**The task**
Collect every line of the records below that contains the string "chopped". Case counts.

• • •

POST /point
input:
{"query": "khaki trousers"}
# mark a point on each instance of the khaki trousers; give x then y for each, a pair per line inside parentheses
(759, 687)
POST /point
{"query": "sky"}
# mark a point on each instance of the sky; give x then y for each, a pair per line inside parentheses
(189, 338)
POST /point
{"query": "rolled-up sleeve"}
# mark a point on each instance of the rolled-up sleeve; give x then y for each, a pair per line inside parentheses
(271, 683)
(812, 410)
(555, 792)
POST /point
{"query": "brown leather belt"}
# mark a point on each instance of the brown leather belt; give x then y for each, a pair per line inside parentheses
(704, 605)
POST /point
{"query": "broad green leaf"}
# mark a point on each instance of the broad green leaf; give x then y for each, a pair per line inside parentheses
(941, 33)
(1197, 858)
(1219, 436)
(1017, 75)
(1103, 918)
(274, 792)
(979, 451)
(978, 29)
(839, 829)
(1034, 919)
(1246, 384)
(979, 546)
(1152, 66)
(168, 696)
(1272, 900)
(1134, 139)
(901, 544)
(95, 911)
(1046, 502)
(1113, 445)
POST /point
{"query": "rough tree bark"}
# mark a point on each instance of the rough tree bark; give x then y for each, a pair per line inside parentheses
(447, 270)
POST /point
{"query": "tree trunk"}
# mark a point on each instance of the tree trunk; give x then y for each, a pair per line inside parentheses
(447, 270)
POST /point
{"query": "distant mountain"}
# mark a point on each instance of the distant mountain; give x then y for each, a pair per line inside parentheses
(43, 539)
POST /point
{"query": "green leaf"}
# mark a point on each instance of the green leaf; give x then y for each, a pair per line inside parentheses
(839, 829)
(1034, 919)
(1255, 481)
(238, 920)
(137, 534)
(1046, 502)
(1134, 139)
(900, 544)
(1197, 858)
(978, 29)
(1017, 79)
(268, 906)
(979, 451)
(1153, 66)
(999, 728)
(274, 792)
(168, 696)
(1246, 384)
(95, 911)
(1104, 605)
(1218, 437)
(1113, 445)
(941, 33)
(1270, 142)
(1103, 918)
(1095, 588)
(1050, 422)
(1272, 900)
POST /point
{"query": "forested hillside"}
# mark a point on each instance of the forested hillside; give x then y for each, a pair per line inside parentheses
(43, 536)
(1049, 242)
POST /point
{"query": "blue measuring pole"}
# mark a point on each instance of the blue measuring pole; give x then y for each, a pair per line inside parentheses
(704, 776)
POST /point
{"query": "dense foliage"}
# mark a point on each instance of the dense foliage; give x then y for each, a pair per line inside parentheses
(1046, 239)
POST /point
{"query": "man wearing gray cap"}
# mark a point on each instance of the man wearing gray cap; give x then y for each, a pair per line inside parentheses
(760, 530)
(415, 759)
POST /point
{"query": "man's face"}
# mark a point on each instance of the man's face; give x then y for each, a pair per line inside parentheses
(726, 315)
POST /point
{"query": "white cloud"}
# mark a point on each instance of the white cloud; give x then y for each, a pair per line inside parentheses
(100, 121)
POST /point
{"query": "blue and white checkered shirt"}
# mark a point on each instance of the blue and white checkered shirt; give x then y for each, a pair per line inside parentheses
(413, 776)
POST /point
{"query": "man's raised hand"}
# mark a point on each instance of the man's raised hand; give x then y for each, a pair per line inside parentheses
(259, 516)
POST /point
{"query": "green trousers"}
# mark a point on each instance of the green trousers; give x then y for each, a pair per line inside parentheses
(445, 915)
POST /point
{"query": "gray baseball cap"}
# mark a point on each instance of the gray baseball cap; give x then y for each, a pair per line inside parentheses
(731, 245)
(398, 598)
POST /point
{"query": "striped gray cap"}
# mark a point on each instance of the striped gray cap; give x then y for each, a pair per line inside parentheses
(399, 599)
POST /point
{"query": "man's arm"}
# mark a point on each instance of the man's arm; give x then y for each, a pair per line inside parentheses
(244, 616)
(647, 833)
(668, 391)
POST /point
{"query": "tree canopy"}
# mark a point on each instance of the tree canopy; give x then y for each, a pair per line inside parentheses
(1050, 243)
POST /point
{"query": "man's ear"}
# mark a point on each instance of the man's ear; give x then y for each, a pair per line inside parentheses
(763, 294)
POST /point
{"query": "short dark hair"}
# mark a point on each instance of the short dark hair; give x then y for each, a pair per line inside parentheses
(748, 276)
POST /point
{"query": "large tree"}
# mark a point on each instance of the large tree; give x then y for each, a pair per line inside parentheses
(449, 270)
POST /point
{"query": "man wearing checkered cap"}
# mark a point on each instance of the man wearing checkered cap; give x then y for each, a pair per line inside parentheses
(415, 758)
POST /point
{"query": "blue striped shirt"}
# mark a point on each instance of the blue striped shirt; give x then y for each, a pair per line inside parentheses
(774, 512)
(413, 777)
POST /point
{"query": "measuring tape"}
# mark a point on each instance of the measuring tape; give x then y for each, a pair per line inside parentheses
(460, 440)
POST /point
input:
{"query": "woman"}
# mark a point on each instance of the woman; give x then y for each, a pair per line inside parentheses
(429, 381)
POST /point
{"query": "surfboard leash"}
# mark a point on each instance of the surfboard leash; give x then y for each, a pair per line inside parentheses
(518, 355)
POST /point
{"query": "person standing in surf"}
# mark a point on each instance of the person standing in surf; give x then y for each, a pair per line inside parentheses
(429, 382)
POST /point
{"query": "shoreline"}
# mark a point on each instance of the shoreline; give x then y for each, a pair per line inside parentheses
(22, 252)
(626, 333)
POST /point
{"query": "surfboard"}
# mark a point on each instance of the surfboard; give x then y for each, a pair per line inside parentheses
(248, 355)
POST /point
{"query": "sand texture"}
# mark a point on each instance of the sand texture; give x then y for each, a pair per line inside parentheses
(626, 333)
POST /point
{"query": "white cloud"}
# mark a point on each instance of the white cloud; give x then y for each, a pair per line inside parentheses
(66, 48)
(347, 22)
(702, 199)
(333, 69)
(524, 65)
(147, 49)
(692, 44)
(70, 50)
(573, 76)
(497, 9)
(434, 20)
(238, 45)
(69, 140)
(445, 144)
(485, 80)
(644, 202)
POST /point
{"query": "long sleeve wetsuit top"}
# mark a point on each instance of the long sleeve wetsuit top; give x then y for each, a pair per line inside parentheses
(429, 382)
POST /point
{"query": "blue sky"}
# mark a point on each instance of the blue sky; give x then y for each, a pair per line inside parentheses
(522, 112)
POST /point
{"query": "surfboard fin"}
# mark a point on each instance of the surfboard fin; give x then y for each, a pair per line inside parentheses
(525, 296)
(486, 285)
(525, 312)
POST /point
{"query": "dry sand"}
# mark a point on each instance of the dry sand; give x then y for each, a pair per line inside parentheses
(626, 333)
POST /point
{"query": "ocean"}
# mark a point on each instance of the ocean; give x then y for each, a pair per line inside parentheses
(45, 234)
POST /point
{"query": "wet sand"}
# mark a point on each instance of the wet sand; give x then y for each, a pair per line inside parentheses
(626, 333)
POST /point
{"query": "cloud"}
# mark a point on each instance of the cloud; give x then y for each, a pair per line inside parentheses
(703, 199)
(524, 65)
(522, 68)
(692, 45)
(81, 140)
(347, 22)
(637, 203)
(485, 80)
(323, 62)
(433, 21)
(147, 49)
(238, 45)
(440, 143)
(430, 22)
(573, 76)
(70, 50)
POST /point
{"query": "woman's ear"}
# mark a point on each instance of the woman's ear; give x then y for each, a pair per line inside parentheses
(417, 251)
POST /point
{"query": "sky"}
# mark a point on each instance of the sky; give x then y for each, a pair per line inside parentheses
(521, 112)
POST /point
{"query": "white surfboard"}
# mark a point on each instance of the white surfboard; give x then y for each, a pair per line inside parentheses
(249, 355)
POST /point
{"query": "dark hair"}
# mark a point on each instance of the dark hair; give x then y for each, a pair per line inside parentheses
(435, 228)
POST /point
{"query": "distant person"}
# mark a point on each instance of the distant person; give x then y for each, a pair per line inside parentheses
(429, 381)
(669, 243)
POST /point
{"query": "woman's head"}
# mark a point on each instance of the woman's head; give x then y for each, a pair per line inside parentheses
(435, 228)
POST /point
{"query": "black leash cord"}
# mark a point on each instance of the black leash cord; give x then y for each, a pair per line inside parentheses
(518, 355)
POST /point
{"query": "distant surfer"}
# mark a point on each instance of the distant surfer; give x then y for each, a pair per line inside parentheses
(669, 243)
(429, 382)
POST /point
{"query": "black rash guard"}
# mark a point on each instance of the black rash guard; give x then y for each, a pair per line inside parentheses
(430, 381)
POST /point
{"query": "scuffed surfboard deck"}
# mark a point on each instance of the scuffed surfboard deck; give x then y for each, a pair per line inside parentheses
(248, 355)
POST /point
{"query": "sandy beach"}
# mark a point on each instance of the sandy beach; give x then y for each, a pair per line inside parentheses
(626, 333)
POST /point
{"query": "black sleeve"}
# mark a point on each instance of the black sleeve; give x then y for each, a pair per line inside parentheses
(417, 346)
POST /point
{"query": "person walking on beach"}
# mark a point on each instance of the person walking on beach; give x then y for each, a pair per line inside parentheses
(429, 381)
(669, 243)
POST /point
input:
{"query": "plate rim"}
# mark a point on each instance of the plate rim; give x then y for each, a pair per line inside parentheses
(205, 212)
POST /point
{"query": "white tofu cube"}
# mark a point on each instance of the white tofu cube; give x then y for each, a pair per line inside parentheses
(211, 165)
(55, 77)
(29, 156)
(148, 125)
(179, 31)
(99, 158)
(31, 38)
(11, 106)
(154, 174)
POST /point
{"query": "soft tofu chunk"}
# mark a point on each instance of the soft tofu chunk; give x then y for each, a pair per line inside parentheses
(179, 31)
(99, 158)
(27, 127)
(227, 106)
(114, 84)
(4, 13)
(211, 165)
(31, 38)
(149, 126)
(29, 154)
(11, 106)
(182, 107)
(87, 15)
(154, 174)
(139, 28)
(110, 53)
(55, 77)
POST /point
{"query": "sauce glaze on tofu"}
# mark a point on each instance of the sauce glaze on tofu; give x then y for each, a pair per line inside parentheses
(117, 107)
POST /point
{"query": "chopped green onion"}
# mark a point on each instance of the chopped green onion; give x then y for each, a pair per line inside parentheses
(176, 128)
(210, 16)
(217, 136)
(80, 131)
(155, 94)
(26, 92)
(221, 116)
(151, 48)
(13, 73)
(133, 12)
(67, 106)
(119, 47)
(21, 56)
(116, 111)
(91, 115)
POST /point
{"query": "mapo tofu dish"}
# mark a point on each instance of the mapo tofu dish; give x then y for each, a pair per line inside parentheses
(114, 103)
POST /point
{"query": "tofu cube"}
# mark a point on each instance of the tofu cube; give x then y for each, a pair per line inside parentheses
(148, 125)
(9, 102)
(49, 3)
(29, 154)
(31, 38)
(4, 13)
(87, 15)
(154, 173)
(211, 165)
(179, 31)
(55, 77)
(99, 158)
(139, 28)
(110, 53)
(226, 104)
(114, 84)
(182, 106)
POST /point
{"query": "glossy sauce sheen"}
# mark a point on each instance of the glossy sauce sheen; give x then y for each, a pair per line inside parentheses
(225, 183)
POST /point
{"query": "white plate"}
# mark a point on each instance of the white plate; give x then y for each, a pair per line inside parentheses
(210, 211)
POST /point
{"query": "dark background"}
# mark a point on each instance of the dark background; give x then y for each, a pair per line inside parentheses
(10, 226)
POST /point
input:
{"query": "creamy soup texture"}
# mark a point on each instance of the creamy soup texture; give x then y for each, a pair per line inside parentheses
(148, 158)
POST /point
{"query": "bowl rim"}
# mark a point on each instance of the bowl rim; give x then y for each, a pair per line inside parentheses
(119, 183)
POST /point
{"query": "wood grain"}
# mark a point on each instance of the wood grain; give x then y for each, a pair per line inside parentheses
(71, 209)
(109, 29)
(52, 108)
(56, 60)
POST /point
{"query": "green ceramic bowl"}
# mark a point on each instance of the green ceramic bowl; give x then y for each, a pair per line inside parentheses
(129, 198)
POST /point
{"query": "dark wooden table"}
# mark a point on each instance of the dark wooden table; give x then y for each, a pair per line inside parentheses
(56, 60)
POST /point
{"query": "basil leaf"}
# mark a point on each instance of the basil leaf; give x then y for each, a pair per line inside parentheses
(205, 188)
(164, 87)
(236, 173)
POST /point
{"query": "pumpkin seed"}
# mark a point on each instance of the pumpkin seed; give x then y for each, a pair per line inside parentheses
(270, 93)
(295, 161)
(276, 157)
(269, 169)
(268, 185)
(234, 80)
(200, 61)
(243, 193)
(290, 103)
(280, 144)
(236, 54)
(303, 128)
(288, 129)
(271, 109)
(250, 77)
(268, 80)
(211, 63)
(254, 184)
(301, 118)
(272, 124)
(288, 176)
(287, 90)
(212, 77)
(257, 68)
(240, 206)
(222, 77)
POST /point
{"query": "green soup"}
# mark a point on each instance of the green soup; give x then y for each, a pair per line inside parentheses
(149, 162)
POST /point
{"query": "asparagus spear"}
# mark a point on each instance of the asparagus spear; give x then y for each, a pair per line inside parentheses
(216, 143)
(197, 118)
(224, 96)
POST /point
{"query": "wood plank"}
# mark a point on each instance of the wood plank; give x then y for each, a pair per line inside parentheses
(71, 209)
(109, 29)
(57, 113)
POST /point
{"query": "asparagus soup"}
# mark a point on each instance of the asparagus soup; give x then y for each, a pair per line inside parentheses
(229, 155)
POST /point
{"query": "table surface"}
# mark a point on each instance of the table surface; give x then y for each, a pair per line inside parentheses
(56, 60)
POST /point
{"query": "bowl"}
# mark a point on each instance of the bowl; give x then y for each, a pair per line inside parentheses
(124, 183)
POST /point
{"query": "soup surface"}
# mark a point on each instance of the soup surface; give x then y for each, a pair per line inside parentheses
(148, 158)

• • •

**Answer in full**
{"query": "chopped green onion"}
# mark a point on each instance of the chopped green onion; give x then y for each, a pair per line inside parentheses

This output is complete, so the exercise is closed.